BEGIN

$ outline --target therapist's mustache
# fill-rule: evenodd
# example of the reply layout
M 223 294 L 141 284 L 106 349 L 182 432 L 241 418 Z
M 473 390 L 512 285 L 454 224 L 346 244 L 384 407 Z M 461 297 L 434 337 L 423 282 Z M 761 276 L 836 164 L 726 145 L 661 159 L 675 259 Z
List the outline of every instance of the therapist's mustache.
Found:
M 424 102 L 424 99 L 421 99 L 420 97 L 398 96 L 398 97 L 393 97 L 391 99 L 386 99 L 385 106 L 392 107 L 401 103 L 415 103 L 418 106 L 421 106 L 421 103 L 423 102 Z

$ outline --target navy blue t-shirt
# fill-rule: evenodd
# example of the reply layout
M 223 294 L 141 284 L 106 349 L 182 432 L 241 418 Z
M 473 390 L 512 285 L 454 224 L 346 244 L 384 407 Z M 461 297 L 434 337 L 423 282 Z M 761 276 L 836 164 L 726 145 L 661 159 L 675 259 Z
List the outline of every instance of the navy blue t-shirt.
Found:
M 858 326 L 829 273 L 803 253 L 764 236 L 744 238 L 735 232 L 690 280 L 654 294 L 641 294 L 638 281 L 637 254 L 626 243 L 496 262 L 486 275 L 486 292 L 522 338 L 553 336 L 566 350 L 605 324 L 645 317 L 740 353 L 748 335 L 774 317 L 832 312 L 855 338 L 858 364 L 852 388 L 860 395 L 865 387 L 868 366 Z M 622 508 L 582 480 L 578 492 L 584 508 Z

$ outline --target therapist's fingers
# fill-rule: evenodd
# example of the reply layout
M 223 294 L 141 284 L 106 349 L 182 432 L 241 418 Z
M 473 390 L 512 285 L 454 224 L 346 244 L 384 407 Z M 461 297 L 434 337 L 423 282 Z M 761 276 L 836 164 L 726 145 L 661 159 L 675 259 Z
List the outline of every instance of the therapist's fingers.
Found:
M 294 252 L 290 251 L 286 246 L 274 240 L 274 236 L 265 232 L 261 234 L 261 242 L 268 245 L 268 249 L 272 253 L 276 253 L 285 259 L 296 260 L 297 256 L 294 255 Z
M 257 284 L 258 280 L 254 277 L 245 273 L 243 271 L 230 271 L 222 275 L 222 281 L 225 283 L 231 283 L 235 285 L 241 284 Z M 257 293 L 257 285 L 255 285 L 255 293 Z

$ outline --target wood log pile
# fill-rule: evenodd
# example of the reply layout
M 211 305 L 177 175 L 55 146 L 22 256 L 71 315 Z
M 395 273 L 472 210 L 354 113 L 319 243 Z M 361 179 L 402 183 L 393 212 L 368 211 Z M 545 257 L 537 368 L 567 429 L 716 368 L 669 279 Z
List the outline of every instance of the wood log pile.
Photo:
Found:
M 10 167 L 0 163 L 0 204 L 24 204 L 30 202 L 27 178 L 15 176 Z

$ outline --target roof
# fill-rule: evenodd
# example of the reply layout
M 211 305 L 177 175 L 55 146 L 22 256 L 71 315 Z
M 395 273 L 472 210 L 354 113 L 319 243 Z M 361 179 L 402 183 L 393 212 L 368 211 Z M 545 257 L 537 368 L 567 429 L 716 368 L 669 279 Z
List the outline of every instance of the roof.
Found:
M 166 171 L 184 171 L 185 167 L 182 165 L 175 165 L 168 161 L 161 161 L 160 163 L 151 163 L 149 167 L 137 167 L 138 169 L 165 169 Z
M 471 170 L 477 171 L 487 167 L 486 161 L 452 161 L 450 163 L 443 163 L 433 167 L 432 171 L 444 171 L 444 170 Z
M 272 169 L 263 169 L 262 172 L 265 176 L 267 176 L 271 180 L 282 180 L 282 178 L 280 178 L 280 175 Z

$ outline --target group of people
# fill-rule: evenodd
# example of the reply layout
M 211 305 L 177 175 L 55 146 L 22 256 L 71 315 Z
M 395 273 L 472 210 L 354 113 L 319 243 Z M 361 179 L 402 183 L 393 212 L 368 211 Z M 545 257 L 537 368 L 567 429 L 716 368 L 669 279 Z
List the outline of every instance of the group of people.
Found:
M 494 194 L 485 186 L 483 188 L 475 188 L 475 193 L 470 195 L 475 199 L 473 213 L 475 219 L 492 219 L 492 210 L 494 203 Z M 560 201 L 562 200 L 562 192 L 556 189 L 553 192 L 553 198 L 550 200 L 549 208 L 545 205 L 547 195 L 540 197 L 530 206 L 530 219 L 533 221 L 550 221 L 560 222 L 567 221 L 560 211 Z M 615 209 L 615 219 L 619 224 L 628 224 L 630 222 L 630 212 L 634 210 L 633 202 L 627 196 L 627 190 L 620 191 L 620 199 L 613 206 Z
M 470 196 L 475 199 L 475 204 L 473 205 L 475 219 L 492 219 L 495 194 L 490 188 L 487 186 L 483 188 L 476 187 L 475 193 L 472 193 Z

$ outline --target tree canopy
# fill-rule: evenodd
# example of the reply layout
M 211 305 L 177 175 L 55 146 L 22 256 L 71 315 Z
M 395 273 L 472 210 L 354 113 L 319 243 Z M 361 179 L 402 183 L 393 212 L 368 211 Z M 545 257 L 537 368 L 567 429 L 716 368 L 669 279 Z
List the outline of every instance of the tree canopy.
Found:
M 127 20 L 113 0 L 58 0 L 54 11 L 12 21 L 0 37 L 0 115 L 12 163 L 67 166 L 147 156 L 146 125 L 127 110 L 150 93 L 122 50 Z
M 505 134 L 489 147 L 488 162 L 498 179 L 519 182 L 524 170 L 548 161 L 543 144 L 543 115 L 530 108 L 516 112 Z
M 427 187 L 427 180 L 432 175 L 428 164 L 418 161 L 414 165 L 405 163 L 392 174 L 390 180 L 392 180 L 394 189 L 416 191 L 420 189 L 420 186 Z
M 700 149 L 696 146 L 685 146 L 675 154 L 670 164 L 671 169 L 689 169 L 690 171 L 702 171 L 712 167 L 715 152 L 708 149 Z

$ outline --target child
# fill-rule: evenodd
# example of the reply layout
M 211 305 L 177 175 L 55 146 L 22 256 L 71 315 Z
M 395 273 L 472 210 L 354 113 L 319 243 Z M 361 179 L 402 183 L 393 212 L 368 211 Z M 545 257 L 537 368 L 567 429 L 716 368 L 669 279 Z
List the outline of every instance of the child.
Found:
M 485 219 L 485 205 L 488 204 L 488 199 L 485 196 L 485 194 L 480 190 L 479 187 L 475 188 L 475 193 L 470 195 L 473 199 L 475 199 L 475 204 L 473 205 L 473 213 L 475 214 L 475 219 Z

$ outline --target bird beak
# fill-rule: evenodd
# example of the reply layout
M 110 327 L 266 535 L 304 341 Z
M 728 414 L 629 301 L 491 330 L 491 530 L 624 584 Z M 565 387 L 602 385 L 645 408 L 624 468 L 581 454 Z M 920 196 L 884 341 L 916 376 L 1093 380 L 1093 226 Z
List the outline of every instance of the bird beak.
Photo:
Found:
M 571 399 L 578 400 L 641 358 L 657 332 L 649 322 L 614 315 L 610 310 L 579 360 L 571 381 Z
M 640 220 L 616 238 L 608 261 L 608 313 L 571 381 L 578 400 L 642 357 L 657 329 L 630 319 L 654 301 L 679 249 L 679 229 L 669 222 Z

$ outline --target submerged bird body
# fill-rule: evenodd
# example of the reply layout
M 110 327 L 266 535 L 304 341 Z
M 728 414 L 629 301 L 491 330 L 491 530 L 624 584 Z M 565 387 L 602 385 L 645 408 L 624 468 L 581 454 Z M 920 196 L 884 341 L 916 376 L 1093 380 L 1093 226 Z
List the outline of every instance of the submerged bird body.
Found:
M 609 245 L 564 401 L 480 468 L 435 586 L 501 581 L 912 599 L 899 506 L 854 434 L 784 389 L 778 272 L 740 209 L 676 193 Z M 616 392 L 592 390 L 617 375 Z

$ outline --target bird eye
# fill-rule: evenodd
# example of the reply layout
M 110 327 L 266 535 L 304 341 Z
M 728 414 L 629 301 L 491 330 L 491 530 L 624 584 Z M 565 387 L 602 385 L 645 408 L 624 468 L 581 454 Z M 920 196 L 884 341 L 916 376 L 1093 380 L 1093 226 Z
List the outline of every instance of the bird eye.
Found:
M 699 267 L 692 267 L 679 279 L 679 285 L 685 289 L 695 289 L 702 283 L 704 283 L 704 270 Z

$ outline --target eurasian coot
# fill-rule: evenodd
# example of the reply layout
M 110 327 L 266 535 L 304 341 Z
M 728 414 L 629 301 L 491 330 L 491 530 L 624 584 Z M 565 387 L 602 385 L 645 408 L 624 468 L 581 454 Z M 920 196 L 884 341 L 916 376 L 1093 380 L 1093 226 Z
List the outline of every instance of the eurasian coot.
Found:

END

# PROBLEM
Where a line of the data holds the word "blue", copy that line.

# COMPLETED EXERCISE
$ outline --target navy blue t-shirt
List the outline of every instance of the navy blue t-shirt.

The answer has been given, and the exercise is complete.